[WRITTEN TASKS]:
**a.** Quote the passage on free African American families from "William Tan, a" to "21, 35, 136].", keeping every word and mark unchanged.
**b.** Rewrite the records with "single dot" changed to "single point", leaving everything else in the records as it is.

[EXCERPT]:
= = = = = = =
Many originated in or moved to Surry County, Virginia, where their deeds, marriage bonds, and wills were recorded in the seventeenth and eighteenth century. They were the Banks, Blizzard, Byrd, Charity, Chavis, Cornish, Debrix, Jeffreys, Kersey, Peters, Scott, Sweat, Tann, Valentine, Walden, and Wilson families. Descriptions in the Surry County, Virginia, "Registry of Free Negroes" in the late 18th and early 19th century read:

Armstead Peters a Mulatoe man, ...aged about 56 years, born free of a yellowish complexion... (6 October 1794).

James Williams a Mulatto man, pretty dark complexion, born of free parents residents of this county, 35 years old ... (11 May 1797).

Joseph Byrd son of Joseph and Nelly Byrd free Mulatto persons & residents of this county 20 years old, 5'5" high, bright complexion, short thick hair, straight & well made (27 September 1798).

William Tan, a mulatto man and son of Jemima Tan, a white woman late of this county. He is of bright complexion, has straight black hair, pretty stout and straight made, aged 21 last September (3 December 1801) [Back of Guardian Accounty Book 1783-1804, nos. 1, 21, 35, 136].

Many baptized their children in Bruton and Middleton Parishes, James City and Charles City Counties between 1744 and 1767. They were the Allways, Armfield, Ashby, Banks, Bartley, Chavis, Cooper, Flowers, Freeman, Gillett, Grimes, Jameson, Jones, Lewis, Maclin, Peters, Redcross, Roberts, Rosarios, Tann, Wallace, and Williams families who came from as far away as Southampton County [Bruton Parish Register, 4-35].

Ester Gouin was among nine free "Negroes and Molattoes" who came by boat to Norfolk County from Maryland in August 1692 [Norfolk DB 5, pt.2, 265].

Since so many free African Americans were light-skinned, many observers assume that they were the offspring of white slave owners who took advantage of their female slaves. Only one of more than 280 families in this history was proven to descend from a white slave owner. Jean Lovina, the slave of John Nichols was probably his mistress since he called her his "Negro Woman" and her children "my two Molattos" when he gave them their freedom and left them 350 acres by his 11 November 1696 Norfolk County will [6:fol.96, in McIntosh, Lower Norfolk County Wills, 161-162].Note 8

North Carolina

Several free African Americans voted in the North Carolina General Assembly elections in 1701 [Saunders, Colonial Records, I:903]. Jack Braveboy, was living in Chowan County before 17 July 1716 when he was presented by the court:
a negro, Coming into this Government with a woman and do live together as man and wife, it is ordered that the sd. Braveboy produce a Sufficient Certificate of their Marryage [Hoffman, Chowan Precinct North Carolina 1696 to 1723, 224].
= = = = = = =
[DATA SHOWN]:

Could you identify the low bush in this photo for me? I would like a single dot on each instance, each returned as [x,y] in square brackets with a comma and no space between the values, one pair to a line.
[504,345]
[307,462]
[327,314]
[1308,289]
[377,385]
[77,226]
= = = = = = =
[RESULTS BY TASK]:
**a.**
William Tan, a mulatto man and son of Jemima Tan, a white woman late of this county. He is of bright complexion, has straight black hair, pretty stout and straight made, aged 21 last September (3 December 1801) [Back of Guardian Accounty Book 1783-1804, nos. 1, 21, 35, 136].

**b.**
Could you identify the low bush in this photo for me? I would like a single point on each instance, each returned as [x,y] in square brackets with a comma and no space between the values, one pair to a line.
[504,345]
[307,462]
[327,314]
[1308,289]
[377,385]
[77,226]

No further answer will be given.